- Assigned task
The lines wanted are those in the data below that include "blind".

Stored data entries:
-- Opening Marker --

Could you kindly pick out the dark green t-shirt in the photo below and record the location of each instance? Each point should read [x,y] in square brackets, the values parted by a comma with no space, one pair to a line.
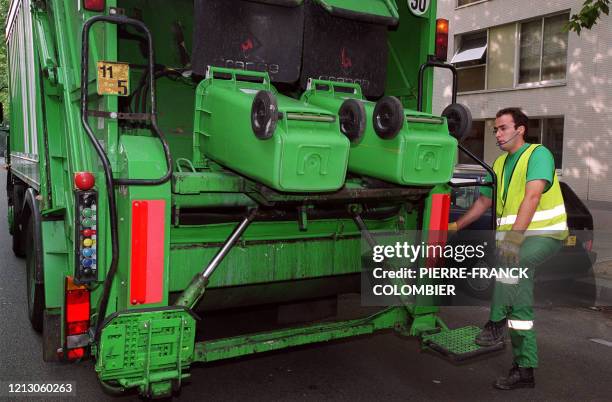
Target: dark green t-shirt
[541,166]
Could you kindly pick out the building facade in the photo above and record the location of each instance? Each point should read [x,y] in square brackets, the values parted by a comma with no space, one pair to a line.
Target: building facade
[517,53]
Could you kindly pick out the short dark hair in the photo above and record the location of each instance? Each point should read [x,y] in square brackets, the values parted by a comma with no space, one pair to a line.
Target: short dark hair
[520,118]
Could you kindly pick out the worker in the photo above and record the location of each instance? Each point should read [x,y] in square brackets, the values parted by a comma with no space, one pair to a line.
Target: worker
[531,224]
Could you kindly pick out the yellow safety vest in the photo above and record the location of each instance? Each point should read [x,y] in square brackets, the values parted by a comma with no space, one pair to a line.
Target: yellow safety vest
[549,220]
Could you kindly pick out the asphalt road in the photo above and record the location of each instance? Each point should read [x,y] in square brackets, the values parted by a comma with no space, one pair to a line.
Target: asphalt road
[380,367]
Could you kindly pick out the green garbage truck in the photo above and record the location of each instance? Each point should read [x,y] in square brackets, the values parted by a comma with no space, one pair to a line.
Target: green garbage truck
[172,159]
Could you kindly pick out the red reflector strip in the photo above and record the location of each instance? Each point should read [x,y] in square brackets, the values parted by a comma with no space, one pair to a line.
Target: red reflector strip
[147,253]
[79,327]
[438,223]
[77,305]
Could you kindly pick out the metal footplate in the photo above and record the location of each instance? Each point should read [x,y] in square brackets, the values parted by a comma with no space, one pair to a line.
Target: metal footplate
[147,349]
[458,344]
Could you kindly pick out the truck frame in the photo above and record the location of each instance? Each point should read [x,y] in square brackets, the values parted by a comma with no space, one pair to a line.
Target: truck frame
[132,226]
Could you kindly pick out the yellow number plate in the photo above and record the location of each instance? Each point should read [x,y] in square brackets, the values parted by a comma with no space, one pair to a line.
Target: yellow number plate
[113,78]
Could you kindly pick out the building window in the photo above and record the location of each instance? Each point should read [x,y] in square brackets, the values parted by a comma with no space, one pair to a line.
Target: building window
[543,50]
[471,62]
[474,142]
[549,132]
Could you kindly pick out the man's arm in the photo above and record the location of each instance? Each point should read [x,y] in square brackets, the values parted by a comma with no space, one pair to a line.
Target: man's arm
[533,192]
[476,210]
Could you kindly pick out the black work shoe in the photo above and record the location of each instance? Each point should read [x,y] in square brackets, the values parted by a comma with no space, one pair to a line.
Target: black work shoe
[492,334]
[518,377]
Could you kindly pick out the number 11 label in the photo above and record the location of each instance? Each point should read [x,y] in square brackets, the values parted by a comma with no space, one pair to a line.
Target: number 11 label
[113,78]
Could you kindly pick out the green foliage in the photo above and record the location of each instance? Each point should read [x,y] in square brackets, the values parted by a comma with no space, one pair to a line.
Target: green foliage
[4,5]
[589,15]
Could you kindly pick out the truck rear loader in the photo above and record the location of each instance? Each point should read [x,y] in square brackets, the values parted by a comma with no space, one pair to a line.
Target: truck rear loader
[171,159]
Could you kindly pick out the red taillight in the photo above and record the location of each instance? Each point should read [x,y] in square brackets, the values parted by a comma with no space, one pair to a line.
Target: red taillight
[94,5]
[441,39]
[77,320]
[84,180]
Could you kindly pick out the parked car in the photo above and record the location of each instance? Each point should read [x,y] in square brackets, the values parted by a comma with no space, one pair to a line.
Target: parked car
[574,262]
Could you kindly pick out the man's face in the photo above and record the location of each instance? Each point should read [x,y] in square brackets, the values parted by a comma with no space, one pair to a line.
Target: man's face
[505,132]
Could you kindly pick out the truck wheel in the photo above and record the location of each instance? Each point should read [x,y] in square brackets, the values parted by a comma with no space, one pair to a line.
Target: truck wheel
[17,227]
[388,117]
[36,292]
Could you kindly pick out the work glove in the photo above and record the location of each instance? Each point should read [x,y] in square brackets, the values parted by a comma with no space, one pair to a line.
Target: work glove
[509,247]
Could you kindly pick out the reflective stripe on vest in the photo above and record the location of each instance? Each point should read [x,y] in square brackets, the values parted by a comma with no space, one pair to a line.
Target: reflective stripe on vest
[550,218]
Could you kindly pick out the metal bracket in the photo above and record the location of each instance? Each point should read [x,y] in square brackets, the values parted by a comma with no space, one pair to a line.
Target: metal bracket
[120,116]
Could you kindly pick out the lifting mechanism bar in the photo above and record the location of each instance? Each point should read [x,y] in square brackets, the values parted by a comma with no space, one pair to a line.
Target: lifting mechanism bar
[194,292]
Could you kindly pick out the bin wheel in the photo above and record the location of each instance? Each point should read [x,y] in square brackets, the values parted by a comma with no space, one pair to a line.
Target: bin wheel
[388,117]
[264,115]
[36,292]
[352,119]
[459,120]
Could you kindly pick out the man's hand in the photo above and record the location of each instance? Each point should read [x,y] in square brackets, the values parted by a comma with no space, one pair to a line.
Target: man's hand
[509,248]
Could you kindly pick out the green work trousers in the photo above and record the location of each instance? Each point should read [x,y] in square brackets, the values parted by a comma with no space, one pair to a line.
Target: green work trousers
[513,299]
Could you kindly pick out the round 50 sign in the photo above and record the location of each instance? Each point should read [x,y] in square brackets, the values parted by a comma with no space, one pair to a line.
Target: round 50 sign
[418,7]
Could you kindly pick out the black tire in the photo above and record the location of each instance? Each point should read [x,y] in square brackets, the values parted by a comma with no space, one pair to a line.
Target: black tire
[459,120]
[352,119]
[35,291]
[18,226]
[388,117]
[264,115]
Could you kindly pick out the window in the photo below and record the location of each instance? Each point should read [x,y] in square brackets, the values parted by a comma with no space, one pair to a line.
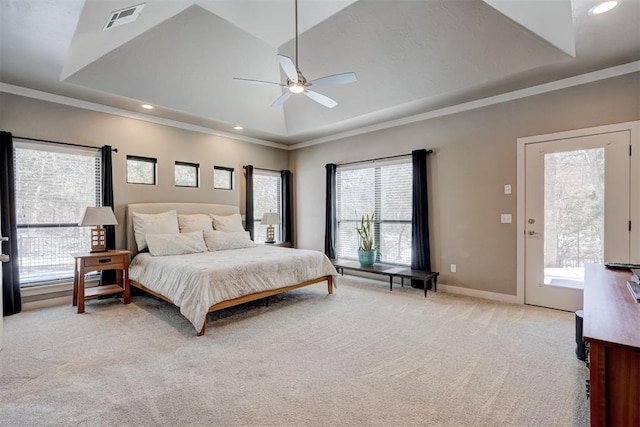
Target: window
[267,191]
[222,178]
[186,174]
[54,184]
[141,170]
[384,190]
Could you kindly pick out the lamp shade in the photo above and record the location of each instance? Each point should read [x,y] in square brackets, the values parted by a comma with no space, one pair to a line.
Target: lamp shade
[270,218]
[98,216]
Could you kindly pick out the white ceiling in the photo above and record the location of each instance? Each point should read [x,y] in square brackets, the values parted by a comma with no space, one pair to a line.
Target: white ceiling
[411,56]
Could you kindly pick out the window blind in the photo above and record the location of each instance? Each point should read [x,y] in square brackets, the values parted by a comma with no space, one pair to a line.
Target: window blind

-- Closing Marker --

- Task output
Could you kindly pick out the window blind in the photo above and record the location of each instance? Each point should read [x,y] in square brackets, the values parted by a comma with no space, one pair to a line.
Target: window blind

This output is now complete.